Task to complete — Return verbatim the portion of the material below that starts at the line containing "the white bathtub" and ends at its last line.

*-*-*

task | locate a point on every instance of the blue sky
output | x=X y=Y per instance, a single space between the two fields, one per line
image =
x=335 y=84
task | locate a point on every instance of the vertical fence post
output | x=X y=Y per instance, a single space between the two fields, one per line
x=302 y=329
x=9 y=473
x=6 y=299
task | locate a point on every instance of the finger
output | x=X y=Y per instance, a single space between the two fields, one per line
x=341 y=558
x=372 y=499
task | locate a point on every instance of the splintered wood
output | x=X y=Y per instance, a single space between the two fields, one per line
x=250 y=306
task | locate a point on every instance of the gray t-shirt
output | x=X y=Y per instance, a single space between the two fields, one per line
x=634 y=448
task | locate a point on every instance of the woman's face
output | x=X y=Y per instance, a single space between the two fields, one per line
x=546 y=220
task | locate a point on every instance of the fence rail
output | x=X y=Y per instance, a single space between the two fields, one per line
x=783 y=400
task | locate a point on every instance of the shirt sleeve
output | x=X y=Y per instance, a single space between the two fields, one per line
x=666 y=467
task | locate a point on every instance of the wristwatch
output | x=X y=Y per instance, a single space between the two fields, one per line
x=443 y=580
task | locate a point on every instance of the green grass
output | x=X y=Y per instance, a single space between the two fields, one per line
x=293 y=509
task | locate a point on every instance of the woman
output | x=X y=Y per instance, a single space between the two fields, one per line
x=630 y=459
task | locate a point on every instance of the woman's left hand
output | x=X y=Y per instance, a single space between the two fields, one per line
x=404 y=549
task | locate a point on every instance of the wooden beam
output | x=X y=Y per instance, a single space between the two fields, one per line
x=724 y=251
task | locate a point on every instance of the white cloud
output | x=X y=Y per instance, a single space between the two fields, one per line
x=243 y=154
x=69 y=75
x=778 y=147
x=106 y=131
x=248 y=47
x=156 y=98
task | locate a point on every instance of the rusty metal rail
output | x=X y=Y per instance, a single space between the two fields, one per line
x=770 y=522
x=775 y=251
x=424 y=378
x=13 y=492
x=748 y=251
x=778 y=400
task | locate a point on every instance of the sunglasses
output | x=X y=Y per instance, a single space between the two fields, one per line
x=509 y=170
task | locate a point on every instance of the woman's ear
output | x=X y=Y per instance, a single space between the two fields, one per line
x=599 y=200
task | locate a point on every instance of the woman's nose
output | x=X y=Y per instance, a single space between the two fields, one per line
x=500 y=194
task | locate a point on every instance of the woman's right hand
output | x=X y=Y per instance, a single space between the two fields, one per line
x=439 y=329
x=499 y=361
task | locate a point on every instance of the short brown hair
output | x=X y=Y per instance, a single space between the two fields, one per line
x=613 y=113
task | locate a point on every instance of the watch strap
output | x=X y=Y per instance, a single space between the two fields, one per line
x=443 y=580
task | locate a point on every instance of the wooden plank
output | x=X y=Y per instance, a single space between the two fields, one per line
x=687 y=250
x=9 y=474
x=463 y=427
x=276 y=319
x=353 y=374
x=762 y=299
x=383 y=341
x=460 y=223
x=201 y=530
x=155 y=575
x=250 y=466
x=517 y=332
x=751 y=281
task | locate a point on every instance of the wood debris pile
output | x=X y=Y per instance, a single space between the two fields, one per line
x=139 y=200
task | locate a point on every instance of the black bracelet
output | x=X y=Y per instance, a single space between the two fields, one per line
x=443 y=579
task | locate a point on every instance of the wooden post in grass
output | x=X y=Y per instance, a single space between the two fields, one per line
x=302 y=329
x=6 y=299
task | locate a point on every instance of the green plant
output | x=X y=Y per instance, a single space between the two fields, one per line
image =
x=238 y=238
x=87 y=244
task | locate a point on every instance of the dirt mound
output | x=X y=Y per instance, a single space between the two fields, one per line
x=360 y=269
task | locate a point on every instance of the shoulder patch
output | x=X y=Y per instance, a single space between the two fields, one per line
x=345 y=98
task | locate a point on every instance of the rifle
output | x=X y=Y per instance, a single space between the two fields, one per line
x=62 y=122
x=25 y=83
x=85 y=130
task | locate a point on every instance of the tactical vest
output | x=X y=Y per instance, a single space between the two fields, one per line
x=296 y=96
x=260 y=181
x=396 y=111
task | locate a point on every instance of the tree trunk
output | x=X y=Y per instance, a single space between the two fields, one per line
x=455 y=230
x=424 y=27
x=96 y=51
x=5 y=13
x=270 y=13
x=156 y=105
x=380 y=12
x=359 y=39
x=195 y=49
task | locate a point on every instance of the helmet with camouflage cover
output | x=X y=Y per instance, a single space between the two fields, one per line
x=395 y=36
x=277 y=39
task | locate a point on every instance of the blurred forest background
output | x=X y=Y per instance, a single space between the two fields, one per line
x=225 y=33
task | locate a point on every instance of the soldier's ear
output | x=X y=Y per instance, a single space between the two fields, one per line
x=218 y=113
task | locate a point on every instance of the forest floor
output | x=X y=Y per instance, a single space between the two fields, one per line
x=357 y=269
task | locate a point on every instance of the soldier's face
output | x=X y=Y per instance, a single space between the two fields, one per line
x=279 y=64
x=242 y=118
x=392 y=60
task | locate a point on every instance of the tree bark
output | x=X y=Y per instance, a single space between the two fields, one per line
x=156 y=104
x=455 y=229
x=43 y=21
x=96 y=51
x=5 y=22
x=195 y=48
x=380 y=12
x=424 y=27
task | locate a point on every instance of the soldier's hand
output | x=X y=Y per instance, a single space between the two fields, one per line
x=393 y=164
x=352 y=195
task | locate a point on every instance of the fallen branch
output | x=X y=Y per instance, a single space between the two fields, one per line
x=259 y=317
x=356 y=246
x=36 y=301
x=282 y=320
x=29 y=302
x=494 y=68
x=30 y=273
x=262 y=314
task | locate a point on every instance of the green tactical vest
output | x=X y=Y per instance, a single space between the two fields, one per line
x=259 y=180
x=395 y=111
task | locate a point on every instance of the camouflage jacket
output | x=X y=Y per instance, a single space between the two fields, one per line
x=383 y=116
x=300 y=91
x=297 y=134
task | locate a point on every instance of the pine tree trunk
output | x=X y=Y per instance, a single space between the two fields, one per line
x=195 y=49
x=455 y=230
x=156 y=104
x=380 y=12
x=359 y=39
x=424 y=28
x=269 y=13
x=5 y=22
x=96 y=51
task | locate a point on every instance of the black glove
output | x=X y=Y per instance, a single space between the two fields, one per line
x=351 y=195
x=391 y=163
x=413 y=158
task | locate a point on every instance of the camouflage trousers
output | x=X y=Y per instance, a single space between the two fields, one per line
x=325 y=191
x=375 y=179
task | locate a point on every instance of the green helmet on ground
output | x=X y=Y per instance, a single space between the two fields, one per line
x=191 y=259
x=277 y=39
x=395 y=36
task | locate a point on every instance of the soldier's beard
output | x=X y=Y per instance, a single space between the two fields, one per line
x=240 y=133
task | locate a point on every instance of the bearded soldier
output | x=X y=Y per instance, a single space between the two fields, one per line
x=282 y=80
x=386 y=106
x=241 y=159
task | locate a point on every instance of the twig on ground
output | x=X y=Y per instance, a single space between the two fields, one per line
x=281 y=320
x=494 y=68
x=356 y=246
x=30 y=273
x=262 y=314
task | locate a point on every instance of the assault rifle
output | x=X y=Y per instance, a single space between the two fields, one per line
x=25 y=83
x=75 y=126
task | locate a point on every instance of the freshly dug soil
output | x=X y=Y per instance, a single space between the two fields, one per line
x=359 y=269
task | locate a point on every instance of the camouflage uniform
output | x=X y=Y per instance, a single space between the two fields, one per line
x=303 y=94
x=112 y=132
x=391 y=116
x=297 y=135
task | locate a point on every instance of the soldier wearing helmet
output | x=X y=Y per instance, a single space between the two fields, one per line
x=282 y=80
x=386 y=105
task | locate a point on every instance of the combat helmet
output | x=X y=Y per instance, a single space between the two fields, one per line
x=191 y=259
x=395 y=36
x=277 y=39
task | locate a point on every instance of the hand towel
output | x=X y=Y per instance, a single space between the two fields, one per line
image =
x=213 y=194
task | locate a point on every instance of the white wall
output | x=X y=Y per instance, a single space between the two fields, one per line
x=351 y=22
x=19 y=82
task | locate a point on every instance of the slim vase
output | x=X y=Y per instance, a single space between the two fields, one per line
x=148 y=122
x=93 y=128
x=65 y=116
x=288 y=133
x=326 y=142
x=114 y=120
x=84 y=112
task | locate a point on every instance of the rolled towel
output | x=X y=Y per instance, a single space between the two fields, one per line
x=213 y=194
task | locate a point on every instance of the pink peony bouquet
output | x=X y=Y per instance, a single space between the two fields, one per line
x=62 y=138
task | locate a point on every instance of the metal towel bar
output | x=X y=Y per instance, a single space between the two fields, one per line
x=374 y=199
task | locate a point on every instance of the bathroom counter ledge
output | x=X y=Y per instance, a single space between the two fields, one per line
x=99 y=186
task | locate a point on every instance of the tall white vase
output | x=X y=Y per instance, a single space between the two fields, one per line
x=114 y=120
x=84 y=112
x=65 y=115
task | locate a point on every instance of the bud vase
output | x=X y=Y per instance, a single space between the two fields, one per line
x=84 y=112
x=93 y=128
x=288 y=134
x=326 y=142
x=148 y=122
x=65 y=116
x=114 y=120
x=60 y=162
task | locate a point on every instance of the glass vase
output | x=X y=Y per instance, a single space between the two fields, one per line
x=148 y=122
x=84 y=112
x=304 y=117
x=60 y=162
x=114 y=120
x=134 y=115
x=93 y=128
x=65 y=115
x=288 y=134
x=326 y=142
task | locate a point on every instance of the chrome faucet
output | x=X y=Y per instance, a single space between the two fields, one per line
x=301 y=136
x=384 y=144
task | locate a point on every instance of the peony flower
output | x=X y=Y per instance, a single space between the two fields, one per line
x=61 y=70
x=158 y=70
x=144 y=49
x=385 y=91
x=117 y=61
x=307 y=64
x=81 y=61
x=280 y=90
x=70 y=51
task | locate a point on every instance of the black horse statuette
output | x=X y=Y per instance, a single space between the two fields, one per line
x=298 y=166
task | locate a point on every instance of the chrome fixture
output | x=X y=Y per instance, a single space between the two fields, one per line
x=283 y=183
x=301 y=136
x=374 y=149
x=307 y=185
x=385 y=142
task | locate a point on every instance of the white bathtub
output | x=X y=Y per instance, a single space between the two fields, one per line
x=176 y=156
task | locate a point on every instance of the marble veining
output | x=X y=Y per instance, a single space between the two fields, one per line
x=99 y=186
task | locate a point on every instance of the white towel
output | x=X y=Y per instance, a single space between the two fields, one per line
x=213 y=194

*-*-*

Your response —
task | locate a point on every instance of the white bathtub
output | x=X y=Y per instance, a single space between the two fields, one per line
x=176 y=156
task | locate a point on every instance of the marble veining
output | x=X y=Y per instance, a single space between the two fields, one per line
x=99 y=186
task | locate a point on every instance of the white towel
output | x=X y=Y per instance, a single space between the two fields, one per line
x=213 y=194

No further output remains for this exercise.